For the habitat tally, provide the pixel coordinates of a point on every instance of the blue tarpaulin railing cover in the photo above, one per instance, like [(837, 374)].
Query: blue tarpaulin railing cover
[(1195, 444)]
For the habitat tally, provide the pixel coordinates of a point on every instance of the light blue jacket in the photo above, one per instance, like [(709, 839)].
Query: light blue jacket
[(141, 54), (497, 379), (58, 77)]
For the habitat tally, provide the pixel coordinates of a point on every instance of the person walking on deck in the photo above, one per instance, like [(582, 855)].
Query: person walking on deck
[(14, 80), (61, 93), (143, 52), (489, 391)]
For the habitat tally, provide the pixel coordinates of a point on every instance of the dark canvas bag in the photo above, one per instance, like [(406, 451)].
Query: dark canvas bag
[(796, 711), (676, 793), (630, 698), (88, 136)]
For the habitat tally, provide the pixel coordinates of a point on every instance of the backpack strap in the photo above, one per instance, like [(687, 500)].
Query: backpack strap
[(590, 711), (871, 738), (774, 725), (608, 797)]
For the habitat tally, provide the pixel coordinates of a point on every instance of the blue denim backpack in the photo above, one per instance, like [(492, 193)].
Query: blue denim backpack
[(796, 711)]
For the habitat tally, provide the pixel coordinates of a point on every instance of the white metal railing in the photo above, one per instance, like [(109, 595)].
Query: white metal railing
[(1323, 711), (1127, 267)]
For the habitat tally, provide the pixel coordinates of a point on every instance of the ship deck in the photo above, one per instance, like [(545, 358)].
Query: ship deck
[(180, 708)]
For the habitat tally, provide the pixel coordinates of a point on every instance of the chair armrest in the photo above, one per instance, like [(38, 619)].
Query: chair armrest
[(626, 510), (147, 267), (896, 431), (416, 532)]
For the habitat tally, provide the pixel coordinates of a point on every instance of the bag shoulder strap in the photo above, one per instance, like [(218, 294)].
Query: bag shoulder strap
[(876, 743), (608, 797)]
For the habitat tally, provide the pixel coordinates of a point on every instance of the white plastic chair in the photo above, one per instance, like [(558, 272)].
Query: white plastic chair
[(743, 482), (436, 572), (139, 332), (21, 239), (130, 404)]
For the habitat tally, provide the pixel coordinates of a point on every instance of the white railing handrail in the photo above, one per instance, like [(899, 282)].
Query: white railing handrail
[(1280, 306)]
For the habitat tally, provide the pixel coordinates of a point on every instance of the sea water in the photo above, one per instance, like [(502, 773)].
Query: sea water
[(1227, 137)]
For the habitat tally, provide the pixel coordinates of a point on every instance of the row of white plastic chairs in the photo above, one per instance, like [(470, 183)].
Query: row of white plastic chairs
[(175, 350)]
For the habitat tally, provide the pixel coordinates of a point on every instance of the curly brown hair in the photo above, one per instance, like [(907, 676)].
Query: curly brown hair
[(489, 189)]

---------------

- **The task**
Restate the material exactly, from its opening line to its closing one.

- **Answer to the exercise**
For the habitat tally, provide the pixel coordinates of a point on every instance of the blue tarpaulin railing cover in the photo above, one per instance, like [(837, 374)].
Query: blue tarpaulin railing cover
[(1195, 444)]
For the habitat tally, provide the pixel coordinates of a point on every instance of the light blue jacket in the photo above, one per instance, like [(709, 839)].
Query: light blue jacket
[(141, 54), (497, 379), (58, 77)]
For the habitat tally, provide the pixel coordinates of a point on every instance of the person walking on deck in the photo above, one per instance, like [(582, 855)].
Query: person walking on deck
[(14, 80), (61, 93), (143, 52), (489, 391)]
For the habitat tally, provide the pixel coordinates of a point on every instance of the dark canvas bag in the photo above, one per instance, like [(406, 451)].
Query: dark canvas bag
[(796, 711), (676, 793), (630, 698), (88, 136)]
For the habitat tally, provide the pixel coordinates of a point on every instance of the backpack strap in the photo above, one per instance, like [(687, 500)].
Query: backpack strap
[(590, 711), (871, 738), (774, 725), (608, 797)]
For the habitat tally, provide the pixel coordinates of a point on every instance of the blue denim backpack in the photo above, one per instance, like [(492, 193)].
Query: blue denim backpack
[(796, 711)]
For the habitat tally, provide the pixel coordinates of a point on every instance of the white metal railing in the photo above, one per instance, like [(109, 595)].
Query: white metal railing
[(1323, 711), (1127, 267)]
For the habitat tally, provide the pixel coordinates of a point on every instance of the ship deck in the photo above, one per instance, like [(545, 358)].
Query: ship deck
[(180, 708)]
For the habitat tally, provide the pixel coordinates of a point on every instance of the chair armrest in the photo above, one per instance, like [(38, 619)].
Query: chair armrest
[(626, 510), (147, 267), (896, 431), (416, 532)]
For the habitat tally, provide the pixel coordinates of a point on every instance of the bag shoulder strap in the photo above, one per instance, like [(218, 294)].
Query: bag shoulder strap
[(876, 743), (608, 797)]
For the habitat tally, provide the pixel coordinates of a point on every instance of the white plastic chair in the photo above, one per instance, like [(558, 272)].
Query: white plastic chair
[(743, 482), (436, 572), (139, 332), (21, 239), (130, 404)]
For the habitat tally, provide the pixel coordinates of a point on every instance of the white railing handrail in the photo above, one per instance, like [(899, 282)].
Query: white railing handrail
[(1280, 306)]
For the habitat tally, provide the pixel coordinates of a point on every instance of the sea water in the photo above, one per instance, like [(502, 773)].
Query: sea water
[(1227, 137)]
For the habitat tally, provide the pixel coordinates of a point on every instance of the row of white plastic chairs in the photo above, one per instance, like [(470, 183)].
Query: row of white plastic chairs
[(175, 350)]
For the habitat tally, provide the pixel coordinates of a point on every instance of the curly brown hair in the photo above, one per instance, like [(907, 676)].
Query: curly brown hair
[(489, 189)]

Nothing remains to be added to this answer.